Task statement:
Write out the entries below once more, exactly.

Data records:
■ ■ ■ ■ ■

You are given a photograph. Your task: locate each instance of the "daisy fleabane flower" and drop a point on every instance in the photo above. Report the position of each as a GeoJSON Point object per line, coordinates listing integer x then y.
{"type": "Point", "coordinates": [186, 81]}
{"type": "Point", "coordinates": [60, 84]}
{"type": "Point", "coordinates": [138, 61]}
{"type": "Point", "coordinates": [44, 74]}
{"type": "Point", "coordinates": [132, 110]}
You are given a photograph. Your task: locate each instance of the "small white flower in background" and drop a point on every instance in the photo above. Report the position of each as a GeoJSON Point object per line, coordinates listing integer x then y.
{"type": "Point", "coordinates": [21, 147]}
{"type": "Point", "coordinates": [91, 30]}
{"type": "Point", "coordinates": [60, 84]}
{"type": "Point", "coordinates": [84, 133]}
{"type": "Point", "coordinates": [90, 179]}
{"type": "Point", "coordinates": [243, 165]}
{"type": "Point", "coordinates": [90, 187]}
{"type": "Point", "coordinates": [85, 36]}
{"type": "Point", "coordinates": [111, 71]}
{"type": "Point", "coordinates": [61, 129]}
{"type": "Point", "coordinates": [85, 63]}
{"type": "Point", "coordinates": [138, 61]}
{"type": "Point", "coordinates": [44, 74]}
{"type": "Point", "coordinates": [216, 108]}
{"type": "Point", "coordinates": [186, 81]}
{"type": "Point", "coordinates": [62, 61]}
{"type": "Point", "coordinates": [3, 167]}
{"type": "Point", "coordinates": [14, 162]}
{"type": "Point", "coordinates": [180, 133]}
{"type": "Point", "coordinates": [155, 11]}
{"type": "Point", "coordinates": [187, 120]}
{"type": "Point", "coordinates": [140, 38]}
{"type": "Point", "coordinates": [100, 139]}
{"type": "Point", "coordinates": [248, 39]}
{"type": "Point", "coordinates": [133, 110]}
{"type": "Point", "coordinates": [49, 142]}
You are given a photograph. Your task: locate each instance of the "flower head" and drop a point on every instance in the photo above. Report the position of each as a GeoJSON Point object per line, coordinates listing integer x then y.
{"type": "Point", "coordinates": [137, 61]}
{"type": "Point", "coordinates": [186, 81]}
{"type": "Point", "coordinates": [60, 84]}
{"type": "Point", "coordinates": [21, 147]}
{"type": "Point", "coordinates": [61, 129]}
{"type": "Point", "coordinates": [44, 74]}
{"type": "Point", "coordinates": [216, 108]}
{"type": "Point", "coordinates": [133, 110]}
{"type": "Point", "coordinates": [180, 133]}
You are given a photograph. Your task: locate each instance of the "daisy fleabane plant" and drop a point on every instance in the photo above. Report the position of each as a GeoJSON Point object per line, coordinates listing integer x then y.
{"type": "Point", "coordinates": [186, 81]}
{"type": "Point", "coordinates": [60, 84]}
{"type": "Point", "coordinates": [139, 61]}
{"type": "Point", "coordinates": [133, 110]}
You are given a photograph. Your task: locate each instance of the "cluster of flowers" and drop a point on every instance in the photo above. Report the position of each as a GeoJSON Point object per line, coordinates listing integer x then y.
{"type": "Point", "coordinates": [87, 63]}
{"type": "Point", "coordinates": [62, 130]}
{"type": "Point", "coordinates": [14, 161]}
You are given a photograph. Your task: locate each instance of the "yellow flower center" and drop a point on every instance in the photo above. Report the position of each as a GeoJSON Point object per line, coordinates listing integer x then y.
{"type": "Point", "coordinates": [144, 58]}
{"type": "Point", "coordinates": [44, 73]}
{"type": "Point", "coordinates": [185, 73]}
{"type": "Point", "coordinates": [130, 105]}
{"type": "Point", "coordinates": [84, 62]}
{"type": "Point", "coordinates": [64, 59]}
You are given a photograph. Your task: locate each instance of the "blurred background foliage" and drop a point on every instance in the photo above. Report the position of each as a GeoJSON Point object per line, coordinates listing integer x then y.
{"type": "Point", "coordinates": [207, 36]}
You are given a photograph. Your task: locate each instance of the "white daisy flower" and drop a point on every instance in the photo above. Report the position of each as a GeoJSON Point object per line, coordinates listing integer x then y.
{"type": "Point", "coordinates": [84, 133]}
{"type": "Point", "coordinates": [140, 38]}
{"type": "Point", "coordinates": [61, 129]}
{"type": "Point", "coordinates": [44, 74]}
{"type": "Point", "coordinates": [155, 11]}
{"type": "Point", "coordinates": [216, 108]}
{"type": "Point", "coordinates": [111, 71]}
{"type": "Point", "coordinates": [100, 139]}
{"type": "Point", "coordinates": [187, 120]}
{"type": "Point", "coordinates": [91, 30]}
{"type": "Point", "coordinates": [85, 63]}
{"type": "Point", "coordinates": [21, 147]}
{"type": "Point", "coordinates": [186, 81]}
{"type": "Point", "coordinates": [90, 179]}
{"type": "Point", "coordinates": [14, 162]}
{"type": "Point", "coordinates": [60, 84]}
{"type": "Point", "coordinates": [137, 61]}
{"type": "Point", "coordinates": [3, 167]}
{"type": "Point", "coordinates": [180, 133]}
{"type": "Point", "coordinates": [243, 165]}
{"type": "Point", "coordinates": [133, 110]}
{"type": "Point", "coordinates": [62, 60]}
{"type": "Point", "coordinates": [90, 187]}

■ ■ ■ ■ ■

Solution below:
You are given a photograph. Your task: locate each instance of the "daisy fleabane flower" and drop a point on every instance in the photo above. Report the position of each as a GeoJSON Point object per line, coordinates listing integer x then y.
{"type": "Point", "coordinates": [186, 81]}
{"type": "Point", "coordinates": [60, 84]}
{"type": "Point", "coordinates": [138, 61]}
{"type": "Point", "coordinates": [44, 74]}
{"type": "Point", "coordinates": [132, 110]}
You are given a photograph. Your task: locate each instance of the "small white flower in background" and drop a point on every instance in the photo above. Report the position of each as a GeoJSON Point object per line, coordinates listing integer x then y.
{"type": "Point", "coordinates": [21, 147]}
{"type": "Point", "coordinates": [91, 30]}
{"type": "Point", "coordinates": [60, 84]}
{"type": "Point", "coordinates": [84, 133]}
{"type": "Point", "coordinates": [90, 179]}
{"type": "Point", "coordinates": [243, 165]}
{"type": "Point", "coordinates": [90, 187]}
{"type": "Point", "coordinates": [85, 36]}
{"type": "Point", "coordinates": [111, 71]}
{"type": "Point", "coordinates": [61, 129]}
{"type": "Point", "coordinates": [85, 63]}
{"type": "Point", "coordinates": [138, 61]}
{"type": "Point", "coordinates": [44, 74]}
{"type": "Point", "coordinates": [216, 108]}
{"type": "Point", "coordinates": [186, 81]}
{"type": "Point", "coordinates": [62, 61]}
{"type": "Point", "coordinates": [3, 167]}
{"type": "Point", "coordinates": [14, 162]}
{"type": "Point", "coordinates": [180, 133]}
{"type": "Point", "coordinates": [155, 11]}
{"type": "Point", "coordinates": [187, 120]}
{"type": "Point", "coordinates": [140, 38]}
{"type": "Point", "coordinates": [100, 139]}
{"type": "Point", "coordinates": [248, 39]}
{"type": "Point", "coordinates": [133, 110]}
{"type": "Point", "coordinates": [49, 142]}
You are given a photograph. Your task: locate each instance of the "flower head" and drop a point on every instance in the photo above. Report the position of each as a GeoJSON Point object per line, coordinates listing integer x then y.
{"type": "Point", "coordinates": [137, 61]}
{"type": "Point", "coordinates": [186, 81]}
{"type": "Point", "coordinates": [60, 84]}
{"type": "Point", "coordinates": [21, 147]}
{"type": "Point", "coordinates": [61, 129]}
{"type": "Point", "coordinates": [44, 74]}
{"type": "Point", "coordinates": [216, 108]}
{"type": "Point", "coordinates": [133, 110]}
{"type": "Point", "coordinates": [180, 133]}
You are given a photograph. Your task: locate each instance of the "daisy fleabane plant" and drop a point on every instance in the photo above. Report the position of each as a GeoJSON Point object per line, coordinates listing integer x then y.
{"type": "Point", "coordinates": [186, 81]}
{"type": "Point", "coordinates": [60, 84]}
{"type": "Point", "coordinates": [139, 61]}
{"type": "Point", "coordinates": [133, 110]}
You are given a photograph. Your task: locate each instance of the "cluster of flowers" and drop a point on every instance in the photo above. Report the position of each as a GeoJSON Point object per line, coordinates listing integer x then y.
{"type": "Point", "coordinates": [87, 63]}
{"type": "Point", "coordinates": [62, 130]}
{"type": "Point", "coordinates": [14, 161]}
You are given a photograph. Your task: locate each instance of the "yellow flower center" and drop a point on every instance in the photo above. Report the position of each as a GeoJSON Point object per line, coordinates listing integer x then y.
{"type": "Point", "coordinates": [144, 58]}
{"type": "Point", "coordinates": [44, 73]}
{"type": "Point", "coordinates": [185, 73]}
{"type": "Point", "coordinates": [130, 105]}
{"type": "Point", "coordinates": [84, 62]}
{"type": "Point", "coordinates": [64, 59]}
You are given a photograph. Your task: locate each instance of the "blurred background foliage" and drop a point on every instance in the photo above. Report the position of each as a GeoJSON Point object per line, coordinates listing integer x then y.
{"type": "Point", "coordinates": [207, 36]}
You are given a photograph. Your task: locate each instance of the "white daisy flower" and drop a point on every instance in the photo above. Report the position of each as a GeoJSON Point object per line, coordinates listing integer x then y.
{"type": "Point", "coordinates": [84, 133]}
{"type": "Point", "coordinates": [140, 38]}
{"type": "Point", "coordinates": [61, 129]}
{"type": "Point", "coordinates": [44, 74]}
{"type": "Point", "coordinates": [155, 11]}
{"type": "Point", "coordinates": [216, 108]}
{"type": "Point", "coordinates": [111, 71]}
{"type": "Point", "coordinates": [100, 139]}
{"type": "Point", "coordinates": [187, 120]}
{"type": "Point", "coordinates": [91, 30]}
{"type": "Point", "coordinates": [85, 63]}
{"type": "Point", "coordinates": [21, 147]}
{"type": "Point", "coordinates": [186, 81]}
{"type": "Point", "coordinates": [90, 179]}
{"type": "Point", "coordinates": [14, 162]}
{"type": "Point", "coordinates": [60, 84]}
{"type": "Point", "coordinates": [137, 61]}
{"type": "Point", "coordinates": [3, 167]}
{"type": "Point", "coordinates": [180, 133]}
{"type": "Point", "coordinates": [243, 165]}
{"type": "Point", "coordinates": [133, 110]}
{"type": "Point", "coordinates": [62, 60]}
{"type": "Point", "coordinates": [90, 187]}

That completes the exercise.